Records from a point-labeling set
_ _ _

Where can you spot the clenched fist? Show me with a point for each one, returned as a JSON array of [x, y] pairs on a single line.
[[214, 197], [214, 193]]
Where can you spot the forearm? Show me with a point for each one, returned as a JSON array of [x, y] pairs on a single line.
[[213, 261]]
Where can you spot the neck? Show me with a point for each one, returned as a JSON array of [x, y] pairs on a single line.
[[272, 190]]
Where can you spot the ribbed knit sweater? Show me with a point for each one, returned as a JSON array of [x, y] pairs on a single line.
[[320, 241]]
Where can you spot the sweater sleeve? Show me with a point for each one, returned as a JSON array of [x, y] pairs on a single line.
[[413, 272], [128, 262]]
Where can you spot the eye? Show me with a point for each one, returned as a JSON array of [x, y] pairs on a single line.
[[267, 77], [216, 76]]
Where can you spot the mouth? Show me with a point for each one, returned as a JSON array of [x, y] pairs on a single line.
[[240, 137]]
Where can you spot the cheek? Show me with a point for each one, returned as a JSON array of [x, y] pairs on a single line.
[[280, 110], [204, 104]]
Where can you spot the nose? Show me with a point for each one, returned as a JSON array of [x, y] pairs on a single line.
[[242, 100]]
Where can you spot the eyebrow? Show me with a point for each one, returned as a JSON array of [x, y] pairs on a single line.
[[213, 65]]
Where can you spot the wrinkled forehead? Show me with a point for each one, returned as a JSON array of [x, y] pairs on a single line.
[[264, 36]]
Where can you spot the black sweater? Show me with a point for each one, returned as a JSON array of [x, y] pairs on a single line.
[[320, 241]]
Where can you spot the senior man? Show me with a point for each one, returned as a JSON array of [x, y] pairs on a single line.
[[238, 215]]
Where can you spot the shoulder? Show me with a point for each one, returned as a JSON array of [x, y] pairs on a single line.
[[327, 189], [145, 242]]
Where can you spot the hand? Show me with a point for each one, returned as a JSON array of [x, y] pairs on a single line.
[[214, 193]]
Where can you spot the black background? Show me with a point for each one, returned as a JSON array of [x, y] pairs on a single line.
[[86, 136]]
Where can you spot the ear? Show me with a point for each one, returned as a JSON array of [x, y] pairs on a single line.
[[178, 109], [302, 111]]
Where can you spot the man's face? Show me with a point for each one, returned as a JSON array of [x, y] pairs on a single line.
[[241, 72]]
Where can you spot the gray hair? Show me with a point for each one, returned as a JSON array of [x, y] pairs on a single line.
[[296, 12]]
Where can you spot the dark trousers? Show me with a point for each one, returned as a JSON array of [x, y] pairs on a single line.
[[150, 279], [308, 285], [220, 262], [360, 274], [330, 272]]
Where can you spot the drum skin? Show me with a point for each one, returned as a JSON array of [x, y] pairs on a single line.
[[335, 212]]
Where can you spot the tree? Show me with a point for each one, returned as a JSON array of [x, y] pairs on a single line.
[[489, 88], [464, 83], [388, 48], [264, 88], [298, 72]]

_ _ _

* **YOUR OBJECTIVE**:
Switch "Where can you spot" to "Where do you see" everywhere it occurs in the records, and write all of them out again with nothing else changed.

* **CORRECT OUTPUT**:
Where do you see the clenched fist? Show me with a point for each one, returned as a JSON array of [x, y] pairs on a single line.
[[214, 197], [214, 193]]
Where do you see the forearm? Show me with a point for each one, returned as a JSON array of [x, y] pairs on a single line.
[[213, 261]]
Where do you see the neck? Show me with a point for each one, returned as a JSON array of [x, y] pairs on a single line.
[[272, 190]]
Where do you see the ribbed knit sweater? Show me with a point for each one, returned as a JSON array of [x, y] pairs on a single line.
[[320, 241]]
Where do you see the sweater sleeve? Show me with a point for each one, returned as a JSON array of [x, y] pairs on a single line.
[[413, 272], [128, 262]]
Where do you see the eye? Show me with a point for each one, returned as a JSON array of [x, y] pairs on a single line.
[[267, 77], [216, 76]]
Where do you see the mouth? Show me with a point for each one, returned as a JSON array of [x, y] pairs on a single line.
[[240, 137]]
Where do you see the cheek? Show me with a point for each one, returned as a JSON array of [x, y] pairs on a single line.
[[280, 110], [204, 104]]
Where do you see the nose? Show me with a point for each one, returned as a JSON array of [x, y] pairs on a single line.
[[242, 100]]
Where do you see the eyebrow? Show me with a point for each one, returned as a JSON array of [x, y] pairs on a single line.
[[213, 65]]
Where do you see the wrinkled forehead? Show me with a point for each one, returned as a JSON array of [x, y] pairs on a single line.
[[264, 36]]
Where do you see the black sweater? Show me with a point for each one, returned as a JSON array of [x, y] pairs on a single line.
[[320, 241]]
Where do you see the senior man? Show me with a point for each one, returned as a JSON array of [x, y] pairs on a single line.
[[238, 215]]
Where do you see the shoulder? Show me with a point for each one, returned as a JSON array of [x, y] pairs on a single line.
[[327, 189], [145, 242]]
Where do you see the hand? Show me with a point for each one, returned as a JSON array of [x, y] pairs on a single line.
[[214, 193]]
Where do you see the black background? Show me with a point for each one, returned as a JSON array of [x, y] pairs on a single line.
[[86, 136]]
Where do you see the ear? Show me with a point for each one, returned as a JSON array of [x, y] pairs on a single line.
[[178, 109], [302, 111]]
Where do you see the man's face? Show me with a point for each one, returned as a JSON array of [x, y] pairs on a single line.
[[241, 72]]
Where do you see the gray hair? Show me with a point for each one, returned as a JSON array of [x, y] pairs on a single line.
[[296, 12]]
Where do you see the dark trousers? Show me with a point for each one, returned as a JSON array of [x, y] pairs on a single line.
[[150, 279], [308, 285], [220, 262], [360, 274], [330, 272]]
Where do you see the drum skin? Show me with a point for each one, returned as a JSON array of [x, y] pairs on a single line.
[[335, 212]]
Where do you see the tree? Show me with a point for each one, returned as a JSON array of [x, y] pairs on a single line.
[[489, 88], [464, 83], [388, 48], [264, 88], [298, 72]]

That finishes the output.